Description of the task:
Every record that follows must be duplicated exactly, with images left out.

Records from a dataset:
***

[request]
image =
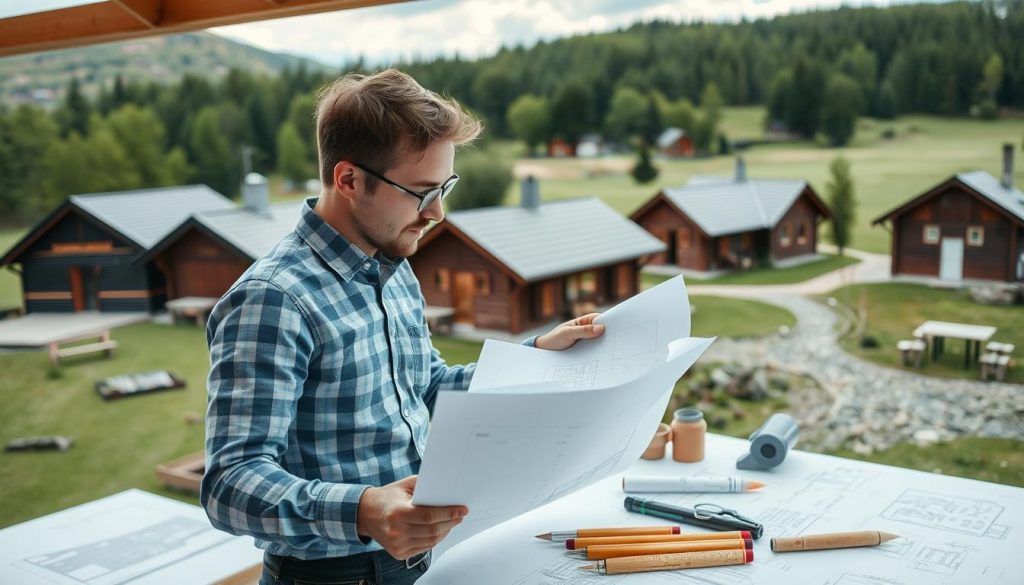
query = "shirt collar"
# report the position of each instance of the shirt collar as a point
(343, 257)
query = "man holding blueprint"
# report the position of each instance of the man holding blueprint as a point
(324, 377)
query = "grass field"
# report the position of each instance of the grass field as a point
(924, 152)
(119, 444)
(895, 309)
(767, 276)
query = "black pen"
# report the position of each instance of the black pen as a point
(708, 515)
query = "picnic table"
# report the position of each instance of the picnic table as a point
(973, 336)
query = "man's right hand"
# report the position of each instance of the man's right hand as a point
(387, 515)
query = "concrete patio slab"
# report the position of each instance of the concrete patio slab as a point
(39, 329)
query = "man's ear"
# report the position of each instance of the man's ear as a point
(345, 179)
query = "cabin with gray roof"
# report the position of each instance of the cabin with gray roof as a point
(83, 255)
(968, 226)
(513, 268)
(721, 223)
(207, 252)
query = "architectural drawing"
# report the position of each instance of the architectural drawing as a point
(952, 513)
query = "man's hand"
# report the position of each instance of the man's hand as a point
(387, 515)
(566, 334)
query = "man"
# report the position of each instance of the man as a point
(323, 372)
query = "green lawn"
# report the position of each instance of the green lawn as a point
(735, 318)
(767, 276)
(10, 284)
(924, 152)
(895, 309)
(119, 444)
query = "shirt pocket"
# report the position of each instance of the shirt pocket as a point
(416, 350)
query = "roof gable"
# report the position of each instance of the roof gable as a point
(556, 238)
(1009, 201)
(721, 206)
(146, 216)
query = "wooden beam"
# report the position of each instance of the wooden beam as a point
(148, 12)
(123, 19)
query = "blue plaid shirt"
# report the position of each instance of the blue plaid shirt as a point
(322, 382)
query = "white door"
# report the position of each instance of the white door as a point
(951, 261)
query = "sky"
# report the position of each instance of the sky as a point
(426, 29)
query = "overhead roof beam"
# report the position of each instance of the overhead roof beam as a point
(122, 19)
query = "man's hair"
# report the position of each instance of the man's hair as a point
(373, 120)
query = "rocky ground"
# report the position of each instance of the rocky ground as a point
(864, 407)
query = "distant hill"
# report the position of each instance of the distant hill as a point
(42, 78)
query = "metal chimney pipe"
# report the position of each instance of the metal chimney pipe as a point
(1008, 165)
(740, 169)
(530, 193)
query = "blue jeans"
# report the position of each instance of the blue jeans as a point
(376, 568)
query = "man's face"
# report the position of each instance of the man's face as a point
(388, 218)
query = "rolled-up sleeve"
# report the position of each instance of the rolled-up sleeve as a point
(261, 345)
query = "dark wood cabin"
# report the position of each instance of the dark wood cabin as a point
(968, 226)
(207, 253)
(733, 223)
(513, 268)
(83, 256)
(675, 142)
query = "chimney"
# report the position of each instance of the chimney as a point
(530, 193)
(1008, 165)
(256, 194)
(740, 169)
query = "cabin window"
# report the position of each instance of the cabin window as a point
(975, 236)
(683, 238)
(442, 280)
(482, 283)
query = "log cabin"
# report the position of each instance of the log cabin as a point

***

Solution:
[request]
image =
query = "shirt collar"
# report the position of each instance of the shirt collar as a point
(343, 257)
query = "man holding blueprint"
# report the position of each instance of the man holding blueprint as a point
(324, 377)
query = "grass field"
# report the position of each instance of the grass field as a point
(924, 152)
(119, 444)
(895, 309)
(767, 276)
query = "black pen"
# report the position of each instance of the black pen as a point
(708, 515)
query = "picnic table"
# report the position of each instance of the picnic table as a point
(973, 336)
query = "man's right hand"
# report the position of each instance of the man's right hand as a point
(387, 515)
query = "concrete patio slab"
# report the position of each instance of the concrete patio slab as a point
(39, 329)
query = "man's ear"
# report the position of each instance of the man's ear as a point
(345, 179)
query = "cabin with gray roof"
# report the position of each instance of the cabin with gray roof as a point
(83, 255)
(968, 226)
(513, 268)
(721, 223)
(207, 252)
query = "architectural drawing"
# report the position of each instance of the architectural drawing as a point
(952, 513)
query = "man's hand"
# report the position of each instance of the man's hand as a point
(387, 515)
(566, 334)
query = "man"
# report the position of each instance of the man as a point
(323, 372)
query = "green lawn"
# report the position of each instance of the green lawn as a point
(735, 318)
(767, 276)
(10, 284)
(924, 152)
(895, 309)
(119, 444)
query = "shirt pocket"
# report the position of each instance of the shirt pocket as a point
(416, 350)
query = "roof gable"
# report the position of each instance of the roof gable as a point
(556, 238)
(1009, 201)
(721, 206)
(146, 216)
query = "wooden beam"
# report the position of each instance of the wooden beam as a point
(148, 12)
(123, 19)
query = "blue plaid shirt"
# report the position of each instance of the blue plaid shirt as a point
(322, 382)
query = "white door"
# report the position of each instance of the white door as a point
(951, 261)
query = "sky"
# report the position of each instance of the sky as a point
(426, 29)
query = "overhead roof beam"
# report the position of each instance of the overhead roof beam as a point
(122, 19)
query = "man's hair"
# report the position of each instance of the man's hair as a point
(373, 120)
query = "rocky ground"
# report the position of each instance of the rocky ground as a point
(864, 407)
query = "distant hill"
# report the position of each instance of the distant hill as a point
(42, 78)
query = "metal chimney pipe"
# report the position of each instance of the metal chimney pipe as a point
(1008, 165)
(740, 169)
(530, 193)
query = "blue jeans"
# report the position of each instance of the blue jeans as a point
(376, 568)
query = "man's face"
# report the position of each instance of the man's face as a point
(388, 218)
query = "rolled-up sleeve"
# report the position of each instance of the rolled-up sleeve as a point
(261, 345)
query = "dark wood cabin"
# report the position of each instance of the dark wood cabin as a point
(968, 226)
(207, 253)
(733, 223)
(513, 268)
(83, 256)
(675, 142)
query = "chimney"
# report the position of each instance of the chimney as a point
(530, 193)
(1008, 165)
(256, 194)
(740, 169)
query = "cabin window"
# report the position of each instance of the cabin window as a point
(975, 236)
(683, 238)
(442, 280)
(482, 283)
query = "log cabin"
# report the position of each instance of the log cabin as a point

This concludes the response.